# WHAT IS NEEDED
From the records below, reproduce verbatim the lines starting at the one containing "mask job: <item>bed</item>" and ending with the one containing "Give the mask of every instance of the <item>bed</item>.", both included.

── STORED DATA

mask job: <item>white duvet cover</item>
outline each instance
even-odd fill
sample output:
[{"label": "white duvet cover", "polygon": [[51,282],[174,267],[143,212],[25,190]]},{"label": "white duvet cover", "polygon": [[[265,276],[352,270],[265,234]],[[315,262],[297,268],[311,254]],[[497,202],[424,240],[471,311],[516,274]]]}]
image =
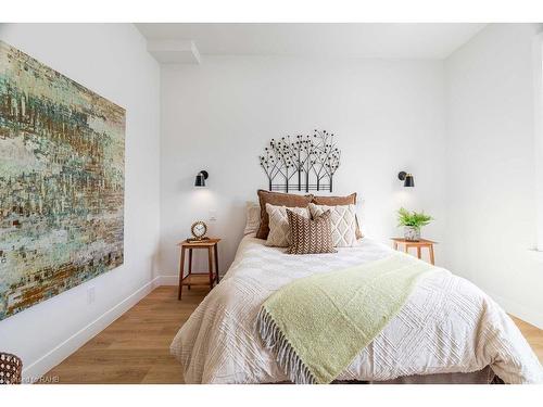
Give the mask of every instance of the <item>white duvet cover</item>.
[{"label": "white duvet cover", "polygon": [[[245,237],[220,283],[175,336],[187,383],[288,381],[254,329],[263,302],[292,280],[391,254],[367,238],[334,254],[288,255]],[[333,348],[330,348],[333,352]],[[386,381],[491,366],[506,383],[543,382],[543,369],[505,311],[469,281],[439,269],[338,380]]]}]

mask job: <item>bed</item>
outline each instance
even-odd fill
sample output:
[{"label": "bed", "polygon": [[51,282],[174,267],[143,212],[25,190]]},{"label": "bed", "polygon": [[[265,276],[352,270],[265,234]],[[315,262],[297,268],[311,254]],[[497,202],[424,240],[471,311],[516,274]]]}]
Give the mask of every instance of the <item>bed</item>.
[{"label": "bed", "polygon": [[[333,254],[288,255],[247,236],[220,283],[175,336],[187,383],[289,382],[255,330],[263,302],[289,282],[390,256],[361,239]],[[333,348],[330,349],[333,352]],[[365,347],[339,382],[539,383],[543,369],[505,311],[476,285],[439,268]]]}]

────
── STORED DATA

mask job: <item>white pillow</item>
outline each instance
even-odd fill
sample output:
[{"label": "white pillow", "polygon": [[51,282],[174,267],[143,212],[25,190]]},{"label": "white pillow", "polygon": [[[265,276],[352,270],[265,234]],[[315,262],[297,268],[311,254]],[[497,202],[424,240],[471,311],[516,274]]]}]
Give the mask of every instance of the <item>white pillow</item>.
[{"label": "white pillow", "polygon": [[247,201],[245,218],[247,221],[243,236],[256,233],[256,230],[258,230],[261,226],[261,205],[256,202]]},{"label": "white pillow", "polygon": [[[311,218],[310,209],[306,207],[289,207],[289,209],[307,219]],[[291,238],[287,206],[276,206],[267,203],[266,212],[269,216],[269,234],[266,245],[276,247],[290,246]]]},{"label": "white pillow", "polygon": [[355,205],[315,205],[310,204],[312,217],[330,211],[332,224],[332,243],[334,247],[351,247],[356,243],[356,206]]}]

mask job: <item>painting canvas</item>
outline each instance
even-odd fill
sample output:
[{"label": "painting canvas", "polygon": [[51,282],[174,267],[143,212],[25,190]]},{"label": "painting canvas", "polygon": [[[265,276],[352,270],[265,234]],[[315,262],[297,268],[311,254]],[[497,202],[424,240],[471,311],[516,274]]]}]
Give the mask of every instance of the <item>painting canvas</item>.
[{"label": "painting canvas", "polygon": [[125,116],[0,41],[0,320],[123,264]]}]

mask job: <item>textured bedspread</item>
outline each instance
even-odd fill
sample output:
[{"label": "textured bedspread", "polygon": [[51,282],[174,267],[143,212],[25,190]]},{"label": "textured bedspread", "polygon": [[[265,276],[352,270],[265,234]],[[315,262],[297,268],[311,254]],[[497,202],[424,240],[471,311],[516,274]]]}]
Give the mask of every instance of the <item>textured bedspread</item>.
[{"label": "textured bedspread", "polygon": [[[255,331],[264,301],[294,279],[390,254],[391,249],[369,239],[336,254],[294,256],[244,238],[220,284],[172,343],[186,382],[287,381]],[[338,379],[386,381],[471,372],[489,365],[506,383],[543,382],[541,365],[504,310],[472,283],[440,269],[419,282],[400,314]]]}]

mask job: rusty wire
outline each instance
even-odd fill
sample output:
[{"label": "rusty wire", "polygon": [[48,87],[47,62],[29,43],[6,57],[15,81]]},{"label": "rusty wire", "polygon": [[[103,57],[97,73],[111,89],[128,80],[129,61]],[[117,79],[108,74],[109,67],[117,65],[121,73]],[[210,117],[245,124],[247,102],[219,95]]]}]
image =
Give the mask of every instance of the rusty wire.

────

# EXERCISE RESULT
mask job: <item>bed</item>
outline each instance
even-odd fill
sample output:
[{"label": "bed", "polygon": [[51,282],[174,267],[143,212],[25,190]]},{"label": "bed", "polygon": [[[265,276],[352,270],[265,234]],[[315,262],[297,268],[311,254]],[[497,202],[424,240],[471,311],[516,274]]]}]
Give the mask of every instance of the <item>bed</item>.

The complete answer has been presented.